TO BE DONE: Quote the records word for word, from the line containing "the blue sky" through the end of the records, including both of those lines.

- - -

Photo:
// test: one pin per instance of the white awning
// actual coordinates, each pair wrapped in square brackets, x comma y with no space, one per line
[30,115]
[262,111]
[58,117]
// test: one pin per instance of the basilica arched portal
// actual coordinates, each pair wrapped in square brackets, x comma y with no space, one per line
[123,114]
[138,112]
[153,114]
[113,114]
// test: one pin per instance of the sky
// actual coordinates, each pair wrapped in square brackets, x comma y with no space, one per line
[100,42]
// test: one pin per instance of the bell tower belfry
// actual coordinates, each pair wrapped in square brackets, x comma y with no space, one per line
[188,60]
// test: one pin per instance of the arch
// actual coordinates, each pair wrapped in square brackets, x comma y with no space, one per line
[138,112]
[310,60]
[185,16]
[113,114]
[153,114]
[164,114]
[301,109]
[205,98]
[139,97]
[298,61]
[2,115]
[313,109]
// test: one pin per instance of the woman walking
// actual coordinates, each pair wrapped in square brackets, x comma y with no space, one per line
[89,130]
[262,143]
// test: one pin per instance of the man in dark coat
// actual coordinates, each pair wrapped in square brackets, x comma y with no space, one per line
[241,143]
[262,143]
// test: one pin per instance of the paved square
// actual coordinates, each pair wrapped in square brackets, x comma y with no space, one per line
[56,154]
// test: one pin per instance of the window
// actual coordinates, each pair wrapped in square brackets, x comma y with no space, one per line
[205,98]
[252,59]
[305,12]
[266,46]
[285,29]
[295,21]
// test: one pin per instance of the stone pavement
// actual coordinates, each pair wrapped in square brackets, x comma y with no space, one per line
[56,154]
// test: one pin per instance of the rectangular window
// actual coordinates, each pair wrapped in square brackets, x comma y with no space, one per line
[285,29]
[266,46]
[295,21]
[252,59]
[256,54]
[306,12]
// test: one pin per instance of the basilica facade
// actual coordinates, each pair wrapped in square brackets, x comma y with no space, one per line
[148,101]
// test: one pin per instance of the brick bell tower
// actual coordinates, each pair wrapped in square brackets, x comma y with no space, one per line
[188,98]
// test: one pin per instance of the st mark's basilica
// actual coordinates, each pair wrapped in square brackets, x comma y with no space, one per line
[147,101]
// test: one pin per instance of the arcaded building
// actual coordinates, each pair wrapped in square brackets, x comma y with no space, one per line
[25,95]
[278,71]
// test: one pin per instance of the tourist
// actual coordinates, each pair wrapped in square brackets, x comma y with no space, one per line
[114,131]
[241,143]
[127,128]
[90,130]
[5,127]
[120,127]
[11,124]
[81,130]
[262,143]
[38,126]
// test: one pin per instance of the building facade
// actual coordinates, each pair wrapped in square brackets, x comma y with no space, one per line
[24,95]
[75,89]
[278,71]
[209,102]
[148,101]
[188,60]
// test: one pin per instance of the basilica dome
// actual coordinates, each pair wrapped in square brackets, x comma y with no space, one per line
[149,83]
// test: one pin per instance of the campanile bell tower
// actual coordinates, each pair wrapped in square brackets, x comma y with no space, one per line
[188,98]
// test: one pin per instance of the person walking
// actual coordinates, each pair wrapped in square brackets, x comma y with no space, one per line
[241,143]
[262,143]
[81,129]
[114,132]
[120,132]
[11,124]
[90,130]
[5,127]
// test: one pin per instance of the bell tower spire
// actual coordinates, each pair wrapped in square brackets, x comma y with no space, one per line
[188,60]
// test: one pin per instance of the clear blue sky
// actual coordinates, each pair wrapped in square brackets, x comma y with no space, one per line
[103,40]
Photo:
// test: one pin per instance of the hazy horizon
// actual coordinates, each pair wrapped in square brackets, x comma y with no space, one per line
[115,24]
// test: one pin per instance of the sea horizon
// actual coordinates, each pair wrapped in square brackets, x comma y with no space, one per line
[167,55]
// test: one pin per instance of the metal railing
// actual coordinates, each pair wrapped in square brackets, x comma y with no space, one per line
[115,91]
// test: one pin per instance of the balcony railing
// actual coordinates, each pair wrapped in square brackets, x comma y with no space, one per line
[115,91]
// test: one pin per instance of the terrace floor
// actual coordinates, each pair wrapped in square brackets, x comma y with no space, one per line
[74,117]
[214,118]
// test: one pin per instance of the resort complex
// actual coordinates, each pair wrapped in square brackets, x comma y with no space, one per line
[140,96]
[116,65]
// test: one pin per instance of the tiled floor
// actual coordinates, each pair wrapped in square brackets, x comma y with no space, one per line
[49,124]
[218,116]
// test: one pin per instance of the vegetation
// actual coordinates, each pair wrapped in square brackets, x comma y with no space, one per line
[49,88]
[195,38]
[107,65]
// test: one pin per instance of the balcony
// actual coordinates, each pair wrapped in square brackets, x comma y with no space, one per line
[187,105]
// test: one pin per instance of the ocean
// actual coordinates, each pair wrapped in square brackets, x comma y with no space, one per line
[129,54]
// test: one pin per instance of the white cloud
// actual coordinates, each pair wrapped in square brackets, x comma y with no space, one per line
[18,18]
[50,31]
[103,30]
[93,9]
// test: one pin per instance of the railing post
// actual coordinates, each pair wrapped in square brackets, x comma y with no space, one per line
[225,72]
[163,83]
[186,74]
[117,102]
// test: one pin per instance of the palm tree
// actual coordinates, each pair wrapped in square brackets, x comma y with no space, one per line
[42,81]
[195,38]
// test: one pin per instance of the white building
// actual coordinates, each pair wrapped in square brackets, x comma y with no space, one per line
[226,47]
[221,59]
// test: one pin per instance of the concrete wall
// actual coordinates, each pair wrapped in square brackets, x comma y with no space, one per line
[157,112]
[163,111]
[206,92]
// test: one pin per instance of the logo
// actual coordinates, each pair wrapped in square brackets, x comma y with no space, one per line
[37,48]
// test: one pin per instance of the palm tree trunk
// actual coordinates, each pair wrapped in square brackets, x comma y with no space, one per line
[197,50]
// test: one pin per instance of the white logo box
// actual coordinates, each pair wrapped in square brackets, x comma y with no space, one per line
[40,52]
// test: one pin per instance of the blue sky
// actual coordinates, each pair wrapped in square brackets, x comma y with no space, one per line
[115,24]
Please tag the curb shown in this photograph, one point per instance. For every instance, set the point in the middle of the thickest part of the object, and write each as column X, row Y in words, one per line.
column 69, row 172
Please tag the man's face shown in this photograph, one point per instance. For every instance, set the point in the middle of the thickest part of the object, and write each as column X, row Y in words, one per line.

- - -

WORKED SOLUTION:
// test: one pin per instance of the blue sky
// actual coordinates, each pair wrapped in square brackets, x comma y with no space, one per line
[115,24]
Please tag the curb shown in this photograph, one point per instance. For every instance, set the point in the middle of the thickest part of the object, and write each as column X, row Y in words, one per line.
column 69, row 172
Please tag the man's face shown in this photograph, one point per instance. For every instance, set the point in the middle of the thickest part of the object, and write each as column X, row Y in words, one per line.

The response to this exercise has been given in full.